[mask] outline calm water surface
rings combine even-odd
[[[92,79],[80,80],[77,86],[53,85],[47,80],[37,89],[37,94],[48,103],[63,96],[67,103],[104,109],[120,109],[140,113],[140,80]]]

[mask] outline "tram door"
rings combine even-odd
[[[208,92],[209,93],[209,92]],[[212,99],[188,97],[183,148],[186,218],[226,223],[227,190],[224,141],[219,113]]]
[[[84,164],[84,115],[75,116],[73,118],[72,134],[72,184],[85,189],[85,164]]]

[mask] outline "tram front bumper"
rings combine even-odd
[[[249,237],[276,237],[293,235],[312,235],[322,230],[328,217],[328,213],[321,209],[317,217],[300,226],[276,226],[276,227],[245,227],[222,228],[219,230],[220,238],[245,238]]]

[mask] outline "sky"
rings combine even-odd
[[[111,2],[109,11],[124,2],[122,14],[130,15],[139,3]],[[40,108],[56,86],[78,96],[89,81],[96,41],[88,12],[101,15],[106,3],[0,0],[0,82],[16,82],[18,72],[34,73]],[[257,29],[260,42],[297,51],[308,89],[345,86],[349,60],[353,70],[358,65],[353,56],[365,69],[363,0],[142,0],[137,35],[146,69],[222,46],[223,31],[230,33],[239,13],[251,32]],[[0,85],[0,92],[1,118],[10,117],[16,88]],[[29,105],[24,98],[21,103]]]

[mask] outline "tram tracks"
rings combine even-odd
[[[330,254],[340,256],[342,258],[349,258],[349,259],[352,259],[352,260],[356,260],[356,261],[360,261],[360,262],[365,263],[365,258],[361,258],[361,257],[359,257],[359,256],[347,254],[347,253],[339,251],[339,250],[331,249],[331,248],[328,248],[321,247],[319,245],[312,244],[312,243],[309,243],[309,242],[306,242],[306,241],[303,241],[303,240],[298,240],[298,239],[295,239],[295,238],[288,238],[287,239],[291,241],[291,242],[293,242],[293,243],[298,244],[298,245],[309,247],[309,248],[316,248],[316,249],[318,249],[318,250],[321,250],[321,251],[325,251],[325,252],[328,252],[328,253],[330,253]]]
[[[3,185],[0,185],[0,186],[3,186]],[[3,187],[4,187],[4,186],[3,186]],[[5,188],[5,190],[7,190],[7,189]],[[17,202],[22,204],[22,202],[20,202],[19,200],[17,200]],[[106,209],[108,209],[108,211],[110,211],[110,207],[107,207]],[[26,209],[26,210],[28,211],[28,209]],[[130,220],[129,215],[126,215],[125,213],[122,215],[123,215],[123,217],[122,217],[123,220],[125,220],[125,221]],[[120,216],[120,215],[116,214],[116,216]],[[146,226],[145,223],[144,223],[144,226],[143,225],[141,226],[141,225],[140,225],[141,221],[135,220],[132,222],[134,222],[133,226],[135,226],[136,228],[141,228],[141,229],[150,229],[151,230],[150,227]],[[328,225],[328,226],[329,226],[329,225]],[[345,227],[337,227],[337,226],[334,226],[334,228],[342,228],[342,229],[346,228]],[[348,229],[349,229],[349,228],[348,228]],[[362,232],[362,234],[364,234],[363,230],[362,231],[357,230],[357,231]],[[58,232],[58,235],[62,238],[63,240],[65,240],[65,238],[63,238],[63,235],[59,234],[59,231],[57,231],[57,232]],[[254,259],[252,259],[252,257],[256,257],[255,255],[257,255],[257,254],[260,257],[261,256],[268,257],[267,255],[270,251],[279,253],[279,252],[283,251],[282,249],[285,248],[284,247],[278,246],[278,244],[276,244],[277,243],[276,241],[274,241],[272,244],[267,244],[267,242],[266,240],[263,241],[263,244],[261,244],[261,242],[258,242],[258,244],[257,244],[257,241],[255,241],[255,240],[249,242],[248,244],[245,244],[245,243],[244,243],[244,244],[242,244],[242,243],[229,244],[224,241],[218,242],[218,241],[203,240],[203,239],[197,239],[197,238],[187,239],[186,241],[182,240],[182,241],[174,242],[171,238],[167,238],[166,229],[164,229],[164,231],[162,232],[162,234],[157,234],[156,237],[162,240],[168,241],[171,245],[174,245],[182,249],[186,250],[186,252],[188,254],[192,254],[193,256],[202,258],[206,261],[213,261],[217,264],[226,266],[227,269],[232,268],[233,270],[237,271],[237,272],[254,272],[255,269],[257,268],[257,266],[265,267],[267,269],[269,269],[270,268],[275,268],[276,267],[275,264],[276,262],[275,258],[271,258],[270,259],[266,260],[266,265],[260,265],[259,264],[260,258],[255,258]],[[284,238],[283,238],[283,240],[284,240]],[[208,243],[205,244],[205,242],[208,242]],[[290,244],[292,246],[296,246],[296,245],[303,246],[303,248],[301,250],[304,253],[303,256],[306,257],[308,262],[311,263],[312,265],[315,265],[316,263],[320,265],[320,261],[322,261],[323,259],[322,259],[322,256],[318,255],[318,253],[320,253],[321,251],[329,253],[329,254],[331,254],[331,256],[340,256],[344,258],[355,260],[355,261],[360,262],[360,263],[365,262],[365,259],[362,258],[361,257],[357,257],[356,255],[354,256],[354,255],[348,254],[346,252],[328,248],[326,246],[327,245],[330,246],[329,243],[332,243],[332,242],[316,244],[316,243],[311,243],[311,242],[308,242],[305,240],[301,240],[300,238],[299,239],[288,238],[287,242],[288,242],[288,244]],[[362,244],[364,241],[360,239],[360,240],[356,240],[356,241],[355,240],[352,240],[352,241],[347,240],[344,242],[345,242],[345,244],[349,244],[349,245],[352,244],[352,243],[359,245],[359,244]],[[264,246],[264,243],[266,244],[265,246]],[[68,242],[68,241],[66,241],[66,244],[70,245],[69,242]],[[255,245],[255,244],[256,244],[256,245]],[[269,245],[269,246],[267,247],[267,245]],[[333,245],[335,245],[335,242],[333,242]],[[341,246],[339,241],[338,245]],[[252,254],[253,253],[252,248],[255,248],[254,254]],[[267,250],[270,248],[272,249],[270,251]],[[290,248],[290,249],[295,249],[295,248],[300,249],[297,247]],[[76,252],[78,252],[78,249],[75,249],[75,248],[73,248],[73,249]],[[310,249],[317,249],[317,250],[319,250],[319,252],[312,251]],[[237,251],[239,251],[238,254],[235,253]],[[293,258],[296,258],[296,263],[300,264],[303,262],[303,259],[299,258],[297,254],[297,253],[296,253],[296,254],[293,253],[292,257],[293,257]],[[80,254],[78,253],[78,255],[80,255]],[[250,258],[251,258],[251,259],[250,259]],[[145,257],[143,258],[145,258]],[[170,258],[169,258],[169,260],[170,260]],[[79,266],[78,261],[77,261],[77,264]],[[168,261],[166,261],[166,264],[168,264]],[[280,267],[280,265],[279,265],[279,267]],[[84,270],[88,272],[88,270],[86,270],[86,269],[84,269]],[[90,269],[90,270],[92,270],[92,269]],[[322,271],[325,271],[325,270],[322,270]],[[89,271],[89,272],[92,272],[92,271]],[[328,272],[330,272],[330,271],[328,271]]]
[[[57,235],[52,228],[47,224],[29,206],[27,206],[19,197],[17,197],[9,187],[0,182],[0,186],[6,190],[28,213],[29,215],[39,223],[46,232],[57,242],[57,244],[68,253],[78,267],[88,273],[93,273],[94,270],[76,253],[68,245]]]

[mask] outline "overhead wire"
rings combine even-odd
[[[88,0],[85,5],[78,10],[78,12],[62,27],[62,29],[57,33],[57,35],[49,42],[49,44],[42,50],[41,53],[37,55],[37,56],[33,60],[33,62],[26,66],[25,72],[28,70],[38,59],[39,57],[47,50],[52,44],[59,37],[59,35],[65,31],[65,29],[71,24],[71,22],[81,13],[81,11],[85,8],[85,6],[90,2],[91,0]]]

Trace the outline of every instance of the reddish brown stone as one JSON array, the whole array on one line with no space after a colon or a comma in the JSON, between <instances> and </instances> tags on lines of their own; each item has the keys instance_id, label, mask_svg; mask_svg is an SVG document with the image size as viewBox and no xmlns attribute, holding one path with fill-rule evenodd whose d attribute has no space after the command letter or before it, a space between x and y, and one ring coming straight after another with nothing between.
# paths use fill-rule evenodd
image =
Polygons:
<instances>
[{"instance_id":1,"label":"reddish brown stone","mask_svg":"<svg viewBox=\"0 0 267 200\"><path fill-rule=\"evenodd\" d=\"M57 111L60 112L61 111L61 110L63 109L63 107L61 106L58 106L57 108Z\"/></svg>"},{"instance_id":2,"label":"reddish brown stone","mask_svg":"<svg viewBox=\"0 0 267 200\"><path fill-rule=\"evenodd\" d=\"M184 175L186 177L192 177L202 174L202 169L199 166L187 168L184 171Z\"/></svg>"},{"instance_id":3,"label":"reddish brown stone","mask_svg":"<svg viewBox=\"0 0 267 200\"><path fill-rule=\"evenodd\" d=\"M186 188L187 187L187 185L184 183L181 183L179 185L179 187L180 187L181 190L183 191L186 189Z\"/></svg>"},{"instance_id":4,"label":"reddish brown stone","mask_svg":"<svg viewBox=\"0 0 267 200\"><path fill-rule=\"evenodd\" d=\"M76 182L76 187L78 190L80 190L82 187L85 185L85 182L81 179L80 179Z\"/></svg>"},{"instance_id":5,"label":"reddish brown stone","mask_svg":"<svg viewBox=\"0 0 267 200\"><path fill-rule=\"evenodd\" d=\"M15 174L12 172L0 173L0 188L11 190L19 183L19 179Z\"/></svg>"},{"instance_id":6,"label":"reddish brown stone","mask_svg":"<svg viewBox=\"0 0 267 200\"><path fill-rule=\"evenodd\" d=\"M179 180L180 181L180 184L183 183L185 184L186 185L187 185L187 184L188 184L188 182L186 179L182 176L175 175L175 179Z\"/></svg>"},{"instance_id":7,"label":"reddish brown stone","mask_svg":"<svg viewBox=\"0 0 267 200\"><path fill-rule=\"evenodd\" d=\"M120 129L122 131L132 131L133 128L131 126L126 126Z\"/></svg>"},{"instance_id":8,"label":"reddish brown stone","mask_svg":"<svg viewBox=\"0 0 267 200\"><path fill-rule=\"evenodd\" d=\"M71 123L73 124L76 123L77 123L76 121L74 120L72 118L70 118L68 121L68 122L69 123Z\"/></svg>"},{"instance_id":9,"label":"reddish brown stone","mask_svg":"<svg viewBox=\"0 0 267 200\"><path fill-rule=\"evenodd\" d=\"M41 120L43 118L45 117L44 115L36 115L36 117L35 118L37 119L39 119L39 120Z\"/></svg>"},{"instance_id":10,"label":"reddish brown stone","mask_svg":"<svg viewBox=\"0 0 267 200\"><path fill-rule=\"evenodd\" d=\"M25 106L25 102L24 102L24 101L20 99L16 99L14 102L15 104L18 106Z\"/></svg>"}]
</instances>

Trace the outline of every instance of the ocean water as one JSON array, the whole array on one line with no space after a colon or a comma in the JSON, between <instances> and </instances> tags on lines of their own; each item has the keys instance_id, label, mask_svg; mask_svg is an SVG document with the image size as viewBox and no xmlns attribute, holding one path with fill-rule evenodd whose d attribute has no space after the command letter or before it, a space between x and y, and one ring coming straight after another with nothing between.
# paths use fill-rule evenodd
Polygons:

▶ [Objective]: Write out only what runs from the line holding "Trace the outline of every instance of the ocean" through the last line of the records, exactly as shown.

▶ [Solution for this exercise]:
Trace the outline of every instance of the ocean water as one JSON array, the whole array on one line with no space after a colon or a comma in the JSON, between <instances> and </instances> tags on lines of their own; each item has the keys instance_id, label, mask_svg; mask_svg is an SVG document with the image size as viewBox and no xmlns attribute, holding one path with fill-rule evenodd whose d attribute has no space after the command letter or before it, a space between x and y, and one ring coming straight after another with nothing between.
# paths use fill-rule evenodd
Polygons:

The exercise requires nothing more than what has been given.